──────── Data under study ────────
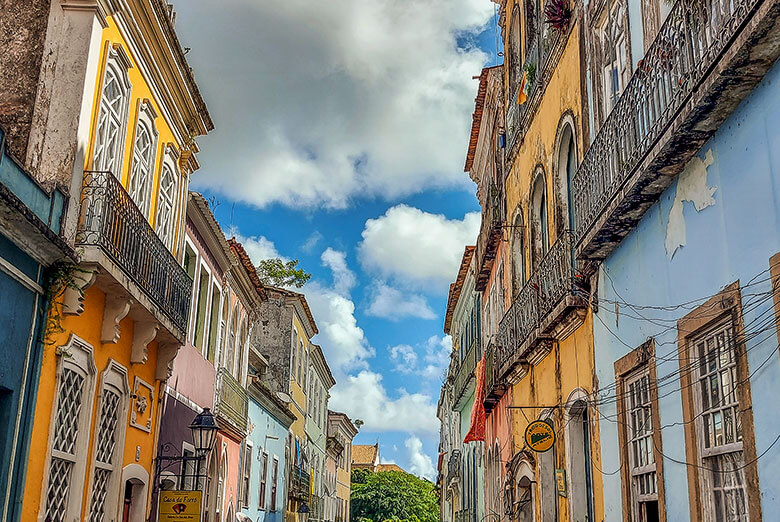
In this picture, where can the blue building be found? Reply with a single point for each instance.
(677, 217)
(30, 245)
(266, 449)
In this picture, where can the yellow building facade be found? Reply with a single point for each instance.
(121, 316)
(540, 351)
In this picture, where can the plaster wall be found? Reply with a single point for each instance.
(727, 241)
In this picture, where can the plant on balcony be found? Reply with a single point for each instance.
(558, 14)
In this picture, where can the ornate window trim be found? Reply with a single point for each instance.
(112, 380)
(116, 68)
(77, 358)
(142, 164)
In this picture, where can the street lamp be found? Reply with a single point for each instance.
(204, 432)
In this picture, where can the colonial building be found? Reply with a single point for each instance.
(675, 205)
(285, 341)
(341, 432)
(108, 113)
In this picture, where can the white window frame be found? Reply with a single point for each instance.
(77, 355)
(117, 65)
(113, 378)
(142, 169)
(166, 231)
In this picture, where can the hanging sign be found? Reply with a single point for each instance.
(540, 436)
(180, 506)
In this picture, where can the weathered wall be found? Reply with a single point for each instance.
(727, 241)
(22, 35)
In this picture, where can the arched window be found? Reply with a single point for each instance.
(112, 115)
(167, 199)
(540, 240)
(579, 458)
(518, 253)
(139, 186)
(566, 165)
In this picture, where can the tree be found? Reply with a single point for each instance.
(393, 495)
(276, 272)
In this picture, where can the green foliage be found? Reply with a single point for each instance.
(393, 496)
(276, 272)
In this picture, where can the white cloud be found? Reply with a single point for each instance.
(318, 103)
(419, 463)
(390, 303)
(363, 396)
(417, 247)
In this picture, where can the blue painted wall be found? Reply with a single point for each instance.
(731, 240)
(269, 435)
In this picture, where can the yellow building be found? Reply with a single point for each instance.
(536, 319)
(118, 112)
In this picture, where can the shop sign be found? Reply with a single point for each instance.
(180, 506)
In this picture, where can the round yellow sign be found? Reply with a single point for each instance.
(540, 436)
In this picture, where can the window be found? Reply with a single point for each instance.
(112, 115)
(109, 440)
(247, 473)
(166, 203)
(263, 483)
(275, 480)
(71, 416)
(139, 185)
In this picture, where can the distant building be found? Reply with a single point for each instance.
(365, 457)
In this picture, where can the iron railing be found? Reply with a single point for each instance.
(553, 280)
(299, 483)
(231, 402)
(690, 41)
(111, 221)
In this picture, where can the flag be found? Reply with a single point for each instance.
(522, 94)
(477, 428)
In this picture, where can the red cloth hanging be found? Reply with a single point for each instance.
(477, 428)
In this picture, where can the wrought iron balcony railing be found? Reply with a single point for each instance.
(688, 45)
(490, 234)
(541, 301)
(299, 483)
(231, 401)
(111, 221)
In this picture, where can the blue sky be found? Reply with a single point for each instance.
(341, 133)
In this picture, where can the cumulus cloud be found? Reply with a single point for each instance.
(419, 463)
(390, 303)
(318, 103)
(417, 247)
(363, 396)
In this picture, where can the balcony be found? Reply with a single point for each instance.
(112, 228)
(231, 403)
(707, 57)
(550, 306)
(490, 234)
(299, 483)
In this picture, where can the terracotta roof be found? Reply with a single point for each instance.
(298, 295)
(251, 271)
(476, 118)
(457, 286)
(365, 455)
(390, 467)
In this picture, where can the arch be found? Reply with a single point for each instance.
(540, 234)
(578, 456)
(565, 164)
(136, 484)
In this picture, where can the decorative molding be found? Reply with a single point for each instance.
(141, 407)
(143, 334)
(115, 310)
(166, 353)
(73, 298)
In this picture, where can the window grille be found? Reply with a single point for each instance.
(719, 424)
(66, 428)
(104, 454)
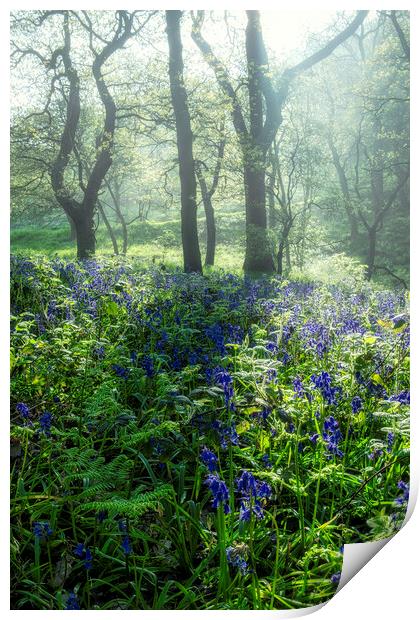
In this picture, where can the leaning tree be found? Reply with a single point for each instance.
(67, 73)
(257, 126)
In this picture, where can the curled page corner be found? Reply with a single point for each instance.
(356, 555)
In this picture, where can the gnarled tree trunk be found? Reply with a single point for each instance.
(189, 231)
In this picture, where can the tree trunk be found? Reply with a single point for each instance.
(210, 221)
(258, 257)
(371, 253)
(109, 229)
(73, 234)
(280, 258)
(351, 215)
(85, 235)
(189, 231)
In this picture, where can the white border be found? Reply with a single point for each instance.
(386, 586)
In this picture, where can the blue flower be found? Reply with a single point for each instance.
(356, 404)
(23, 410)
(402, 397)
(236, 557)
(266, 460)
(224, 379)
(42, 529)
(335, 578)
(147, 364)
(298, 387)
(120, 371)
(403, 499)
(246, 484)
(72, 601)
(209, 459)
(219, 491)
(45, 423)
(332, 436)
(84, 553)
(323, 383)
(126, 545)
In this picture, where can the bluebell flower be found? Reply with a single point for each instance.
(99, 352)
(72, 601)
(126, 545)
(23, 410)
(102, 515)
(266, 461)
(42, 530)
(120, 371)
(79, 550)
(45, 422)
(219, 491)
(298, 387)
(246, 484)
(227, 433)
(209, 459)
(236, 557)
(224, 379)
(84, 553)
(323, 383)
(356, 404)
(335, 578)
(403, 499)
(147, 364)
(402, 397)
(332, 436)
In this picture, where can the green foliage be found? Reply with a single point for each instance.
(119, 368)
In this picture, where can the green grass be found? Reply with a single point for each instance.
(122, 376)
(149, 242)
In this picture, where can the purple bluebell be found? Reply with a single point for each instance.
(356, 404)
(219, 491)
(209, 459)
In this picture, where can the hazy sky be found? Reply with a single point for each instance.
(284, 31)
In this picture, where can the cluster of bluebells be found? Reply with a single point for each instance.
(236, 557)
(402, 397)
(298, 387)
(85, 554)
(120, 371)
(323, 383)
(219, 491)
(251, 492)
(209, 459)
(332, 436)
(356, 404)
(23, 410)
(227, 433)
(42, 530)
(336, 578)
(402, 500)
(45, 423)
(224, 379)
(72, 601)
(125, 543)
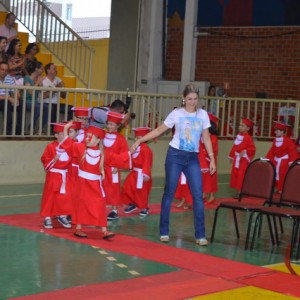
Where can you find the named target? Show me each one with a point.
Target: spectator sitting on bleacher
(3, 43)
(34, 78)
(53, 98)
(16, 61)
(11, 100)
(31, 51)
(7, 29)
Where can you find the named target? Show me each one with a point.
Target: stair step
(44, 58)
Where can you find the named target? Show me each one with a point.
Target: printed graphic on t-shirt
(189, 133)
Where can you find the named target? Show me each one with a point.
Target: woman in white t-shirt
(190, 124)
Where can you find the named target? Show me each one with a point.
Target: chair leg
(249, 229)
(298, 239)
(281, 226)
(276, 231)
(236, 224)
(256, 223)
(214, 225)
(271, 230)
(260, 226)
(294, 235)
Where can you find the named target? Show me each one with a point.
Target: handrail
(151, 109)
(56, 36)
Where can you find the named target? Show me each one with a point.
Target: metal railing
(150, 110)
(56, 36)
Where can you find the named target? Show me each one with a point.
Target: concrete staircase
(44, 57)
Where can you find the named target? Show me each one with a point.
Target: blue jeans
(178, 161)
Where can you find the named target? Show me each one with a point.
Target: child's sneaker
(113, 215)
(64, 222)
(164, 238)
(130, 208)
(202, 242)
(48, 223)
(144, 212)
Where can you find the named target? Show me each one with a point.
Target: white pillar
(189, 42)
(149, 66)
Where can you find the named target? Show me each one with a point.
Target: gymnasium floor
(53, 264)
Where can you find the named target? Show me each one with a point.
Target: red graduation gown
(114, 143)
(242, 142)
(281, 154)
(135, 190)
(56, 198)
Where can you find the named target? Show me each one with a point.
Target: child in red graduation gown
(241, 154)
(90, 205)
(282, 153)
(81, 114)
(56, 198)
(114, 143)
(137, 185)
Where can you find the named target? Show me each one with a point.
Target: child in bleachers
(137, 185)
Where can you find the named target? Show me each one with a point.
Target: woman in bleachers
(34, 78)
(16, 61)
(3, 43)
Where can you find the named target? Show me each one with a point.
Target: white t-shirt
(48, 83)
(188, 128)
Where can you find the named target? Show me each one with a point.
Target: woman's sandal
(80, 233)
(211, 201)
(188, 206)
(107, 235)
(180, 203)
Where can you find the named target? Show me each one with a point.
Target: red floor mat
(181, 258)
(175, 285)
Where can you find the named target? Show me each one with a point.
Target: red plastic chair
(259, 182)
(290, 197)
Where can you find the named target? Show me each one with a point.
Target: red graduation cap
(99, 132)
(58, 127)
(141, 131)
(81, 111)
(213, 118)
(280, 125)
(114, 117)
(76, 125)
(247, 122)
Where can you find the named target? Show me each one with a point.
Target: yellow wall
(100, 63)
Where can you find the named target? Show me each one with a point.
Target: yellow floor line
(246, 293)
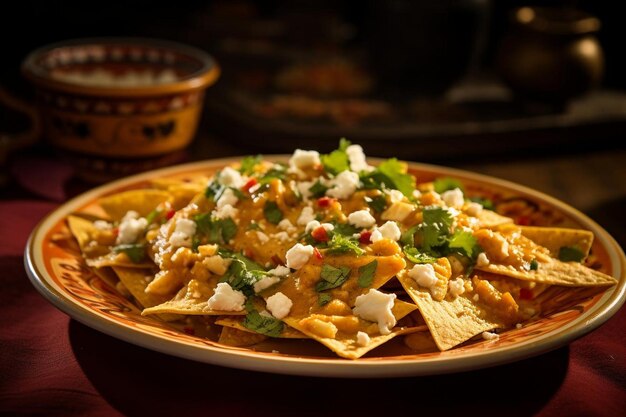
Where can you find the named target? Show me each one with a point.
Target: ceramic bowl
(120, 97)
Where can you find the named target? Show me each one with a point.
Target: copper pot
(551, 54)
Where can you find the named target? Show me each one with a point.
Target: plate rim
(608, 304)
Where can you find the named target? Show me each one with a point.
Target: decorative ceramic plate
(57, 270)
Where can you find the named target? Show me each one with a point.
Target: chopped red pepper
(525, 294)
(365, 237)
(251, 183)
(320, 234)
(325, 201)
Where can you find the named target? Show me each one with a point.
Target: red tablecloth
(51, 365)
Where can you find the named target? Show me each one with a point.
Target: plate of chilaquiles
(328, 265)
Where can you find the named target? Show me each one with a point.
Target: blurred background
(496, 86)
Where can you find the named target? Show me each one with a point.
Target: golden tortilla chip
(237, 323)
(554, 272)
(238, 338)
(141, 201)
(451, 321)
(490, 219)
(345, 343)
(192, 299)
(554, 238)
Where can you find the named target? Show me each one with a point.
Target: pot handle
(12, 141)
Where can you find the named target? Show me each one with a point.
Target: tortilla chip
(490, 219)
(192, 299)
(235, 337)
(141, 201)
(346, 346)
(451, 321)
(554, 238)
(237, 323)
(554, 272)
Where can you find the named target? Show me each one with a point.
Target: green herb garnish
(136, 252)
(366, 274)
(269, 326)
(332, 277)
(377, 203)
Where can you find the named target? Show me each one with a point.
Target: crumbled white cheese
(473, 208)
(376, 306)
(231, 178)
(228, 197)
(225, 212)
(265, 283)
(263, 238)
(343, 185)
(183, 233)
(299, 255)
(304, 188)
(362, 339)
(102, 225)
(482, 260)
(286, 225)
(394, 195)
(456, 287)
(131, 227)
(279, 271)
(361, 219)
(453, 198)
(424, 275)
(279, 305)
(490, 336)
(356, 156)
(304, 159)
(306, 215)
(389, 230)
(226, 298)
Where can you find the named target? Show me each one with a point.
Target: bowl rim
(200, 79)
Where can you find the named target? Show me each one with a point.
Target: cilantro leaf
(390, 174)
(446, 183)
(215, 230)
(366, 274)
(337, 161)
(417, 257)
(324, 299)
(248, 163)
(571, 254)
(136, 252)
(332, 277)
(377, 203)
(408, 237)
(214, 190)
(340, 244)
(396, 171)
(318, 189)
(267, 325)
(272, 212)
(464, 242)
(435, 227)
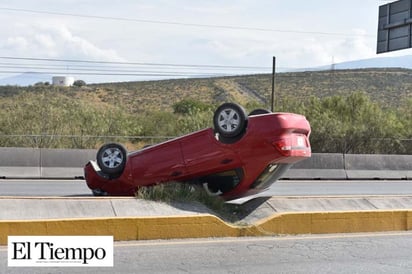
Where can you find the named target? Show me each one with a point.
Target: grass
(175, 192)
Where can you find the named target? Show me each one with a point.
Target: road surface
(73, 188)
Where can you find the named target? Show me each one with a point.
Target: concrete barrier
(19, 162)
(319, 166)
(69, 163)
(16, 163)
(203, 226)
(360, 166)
────────
**To do:** Nothing but the lines from the one holding "Target: green herb garnish" through the final line of the entries should be retyped, exactly as they stand and without pictures.

**Task solution:**
Target: green herb garnish
(136, 252)
(366, 274)
(269, 326)
(332, 277)
(377, 203)
Where can you find the named target? Show me each one with a point.
Target: crumbled white cheese
(473, 208)
(376, 306)
(231, 178)
(228, 197)
(225, 212)
(265, 283)
(263, 238)
(343, 185)
(183, 233)
(299, 255)
(304, 188)
(362, 339)
(102, 225)
(482, 260)
(286, 225)
(394, 195)
(456, 287)
(131, 227)
(279, 271)
(361, 219)
(453, 198)
(424, 275)
(279, 305)
(490, 336)
(356, 156)
(304, 159)
(306, 215)
(389, 230)
(226, 298)
Where can you find the named target? Show me each one with a point.
Target: bowl rim
(200, 79)
Where can you find the named target? Show me each one with a point.
Target: cilantro leaf
(390, 174)
(446, 183)
(215, 230)
(366, 274)
(337, 161)
(417, 257)
(324, 299)
(248, 163)
(571, 254)
(136, 252)
(332, 277)
(377, 203)
(408, 237)
(214, 190)
(340, 244)
(396, 171)
(318, 189)
(267, 325)
(272, 212)
(464, 242)
(435, 227)
Where can you find the named target? Show me each one with a point.
Target: grass
(175, 192)
Where can you find the named target? Show me each one with a point.
Target: road surface
(73, 188)
Where can you find the named target? Show me each one with a point.
Target: concrete barrier
(19, 162)
(319, 166)
(69, 163)
(16, 163)
(203, 226)
(360, 166)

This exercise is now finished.